### Задача
Извлеките из приведенных ниже строк все, где встречается слово «hand». Регистр букв учитывается.

--------------------------------------------------

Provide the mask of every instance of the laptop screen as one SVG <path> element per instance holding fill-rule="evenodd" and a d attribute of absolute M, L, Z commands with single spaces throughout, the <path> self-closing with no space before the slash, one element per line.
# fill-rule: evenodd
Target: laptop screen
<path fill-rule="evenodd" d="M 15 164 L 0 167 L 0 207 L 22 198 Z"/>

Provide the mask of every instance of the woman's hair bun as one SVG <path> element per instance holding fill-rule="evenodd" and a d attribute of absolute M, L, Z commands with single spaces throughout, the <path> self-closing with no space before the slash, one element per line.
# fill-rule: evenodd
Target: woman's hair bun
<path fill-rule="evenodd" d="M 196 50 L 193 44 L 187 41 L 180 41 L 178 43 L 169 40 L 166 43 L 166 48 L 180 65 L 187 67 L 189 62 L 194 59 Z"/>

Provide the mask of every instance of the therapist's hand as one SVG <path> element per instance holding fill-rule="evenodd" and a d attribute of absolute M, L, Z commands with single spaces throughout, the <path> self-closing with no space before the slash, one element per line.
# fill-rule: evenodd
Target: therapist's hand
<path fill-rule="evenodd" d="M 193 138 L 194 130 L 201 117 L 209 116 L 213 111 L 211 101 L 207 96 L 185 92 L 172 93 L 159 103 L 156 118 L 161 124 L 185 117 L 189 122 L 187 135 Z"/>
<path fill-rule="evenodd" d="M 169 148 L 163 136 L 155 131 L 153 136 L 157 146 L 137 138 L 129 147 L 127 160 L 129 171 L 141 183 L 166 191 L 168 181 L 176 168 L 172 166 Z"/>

--------------------------------------------------

### Решение ниже
Provide the mask of every instance of the therapist's hand as one SVG <path> element per instance holding fill-rule="evenodd" and a d attribute of absolute M, L, Z commands with single spaces throughout, the <path> self-closing with no space before the slash, one element per line.
Target: therapist's hand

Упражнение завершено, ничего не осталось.